• Passage shown:
Hello, yes, that’s me. Gordon M. Baker. Very young people may call me Mr. Gordon. For others, Gordon will do just fine. (Except for my beautiful wife Tricia – she calls me all sorts of nice things.)

I guess the first thing to know about me is that I’m a Christian. That’s right, of the accept-Jesus-as-your-Lord-and-Savior kind. Though I don’t like that way of describing what it means to be a Christian. I think it’s an over-worn phrase, that doesn’t get to the heart of what being a Christian means. So there’s a teaser for another blog!

Yes, I hope to keep these going about weekly. Looking forward to mutually engaging you folks out there!

I mentioned Tricia. We also live not too far from our wonderful daughter Jacqui, and her smart, amazing son Tyler. Sadly enough, it’s a much bigger hop to our very special son Gareth – he lives in Australia.

My job? I’m a Marriage and Family Therapist, licensed in the State of Connecticut. I work mostly with couples, though I have individual clients too. I have some special training in sexuality, so combining these strands, you can understand that I’m passionate about God’s design for romance, marriage and sex. Wow, more blogs about all this!

Which brings me to the event that precipitated my blogging. I just published a book! Yes, a novel, set in my native land of New Zealand. It’s called A Thousand Tears from Home.The tale begins about the end of WWII, so it’s a bit olde worlde - a glimpse of the past that reaches out to the present. A story that includes romance, and, as the title suggests, bitter tears. Those who have read it so far have given it lots of praise.

So probably more blogs about the novel. My, I’m going to be busy!

• Dataset excerpt:
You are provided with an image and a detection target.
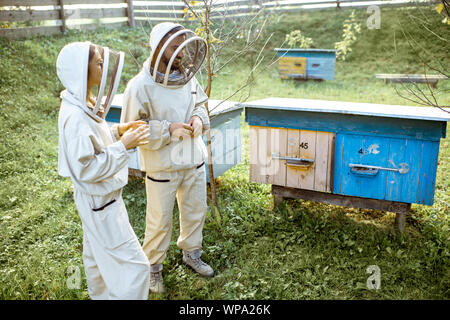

• Work task 1:
Answer these questions about the introduction, one per line:
(a) Where does Gordon's son Gareth live?
(b) In which state is he licensed as a Marriage and Family Therapist?
(c) What is the title of his novel?
• Work task 2: Copy the introduction from "Which brings me" to "to be busy!", swapping "novel" for "new book".

• Answer box 1:
(a) Australia
(b) Connecticut
(c) A Thousand Tears from Home

• Answer box 2:
Which brings me to the event that precipitated my blogging. I just published a book! Yes, a new book, set in my native land of New Zealand. It’s called A Thousand Tears from Home.The tale begins about the end of WWII, so it’s a bit olde worlde - a glimpse of the past that reaches out to the present. A story that includes romance, and, as the title suggests, bitter tears. Those who have read it so far have given it lots of praise.

So probably more blogs about the new book. My, I’m going to be busy!